### ENTRIES SHOWN
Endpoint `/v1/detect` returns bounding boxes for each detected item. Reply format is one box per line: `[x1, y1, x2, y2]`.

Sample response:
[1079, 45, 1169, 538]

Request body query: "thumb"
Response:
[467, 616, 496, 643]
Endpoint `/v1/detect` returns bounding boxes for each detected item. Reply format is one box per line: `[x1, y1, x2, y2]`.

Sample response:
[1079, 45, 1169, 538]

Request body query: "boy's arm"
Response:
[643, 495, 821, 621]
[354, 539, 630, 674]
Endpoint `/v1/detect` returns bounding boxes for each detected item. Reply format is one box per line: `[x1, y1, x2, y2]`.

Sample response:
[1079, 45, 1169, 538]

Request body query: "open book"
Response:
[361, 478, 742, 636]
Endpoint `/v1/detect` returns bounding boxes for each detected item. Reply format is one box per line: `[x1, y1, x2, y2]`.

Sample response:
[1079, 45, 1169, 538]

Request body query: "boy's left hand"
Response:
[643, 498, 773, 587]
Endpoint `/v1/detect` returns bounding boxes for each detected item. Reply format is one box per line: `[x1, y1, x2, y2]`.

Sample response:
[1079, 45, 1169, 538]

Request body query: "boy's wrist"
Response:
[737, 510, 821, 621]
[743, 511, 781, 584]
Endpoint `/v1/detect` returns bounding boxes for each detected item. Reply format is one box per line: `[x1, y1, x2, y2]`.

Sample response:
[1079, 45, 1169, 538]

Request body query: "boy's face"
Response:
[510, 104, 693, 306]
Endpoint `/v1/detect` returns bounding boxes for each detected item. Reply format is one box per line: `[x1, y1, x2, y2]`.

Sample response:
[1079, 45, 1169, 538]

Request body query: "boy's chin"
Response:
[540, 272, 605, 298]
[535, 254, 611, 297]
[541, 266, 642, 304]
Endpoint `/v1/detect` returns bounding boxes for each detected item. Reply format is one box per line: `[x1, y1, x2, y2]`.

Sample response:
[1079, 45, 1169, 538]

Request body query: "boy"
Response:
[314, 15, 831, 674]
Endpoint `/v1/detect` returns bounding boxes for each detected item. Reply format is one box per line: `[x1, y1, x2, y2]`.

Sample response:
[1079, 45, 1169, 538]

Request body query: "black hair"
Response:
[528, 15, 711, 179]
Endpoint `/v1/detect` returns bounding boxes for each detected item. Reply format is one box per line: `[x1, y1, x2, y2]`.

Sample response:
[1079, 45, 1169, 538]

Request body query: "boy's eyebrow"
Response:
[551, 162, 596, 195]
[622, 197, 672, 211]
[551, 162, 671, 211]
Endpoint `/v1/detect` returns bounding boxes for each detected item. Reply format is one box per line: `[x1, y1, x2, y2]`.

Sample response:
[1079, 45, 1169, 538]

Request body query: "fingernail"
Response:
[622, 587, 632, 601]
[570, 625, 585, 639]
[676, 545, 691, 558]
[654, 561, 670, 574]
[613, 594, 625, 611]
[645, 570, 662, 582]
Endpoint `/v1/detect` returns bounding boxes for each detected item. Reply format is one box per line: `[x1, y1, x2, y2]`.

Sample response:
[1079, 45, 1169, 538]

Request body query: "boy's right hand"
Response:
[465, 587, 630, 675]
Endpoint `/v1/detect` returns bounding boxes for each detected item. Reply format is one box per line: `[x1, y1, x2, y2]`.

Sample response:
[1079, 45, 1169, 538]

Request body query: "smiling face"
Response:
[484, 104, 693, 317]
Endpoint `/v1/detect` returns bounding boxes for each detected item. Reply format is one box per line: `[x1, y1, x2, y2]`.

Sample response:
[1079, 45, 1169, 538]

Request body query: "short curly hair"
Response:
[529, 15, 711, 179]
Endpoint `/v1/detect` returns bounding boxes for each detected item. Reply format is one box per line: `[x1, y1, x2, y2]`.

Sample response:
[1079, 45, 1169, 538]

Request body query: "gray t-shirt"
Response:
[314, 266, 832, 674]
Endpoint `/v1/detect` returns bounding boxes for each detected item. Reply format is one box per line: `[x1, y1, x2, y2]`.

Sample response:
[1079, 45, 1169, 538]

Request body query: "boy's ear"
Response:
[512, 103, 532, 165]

### THE PROBLEM
Filter the listing by the string "hair"; copy each matching line.

### FINISHED EXERCISE
Request body query: "black hair"
Request body query: "short curly hair"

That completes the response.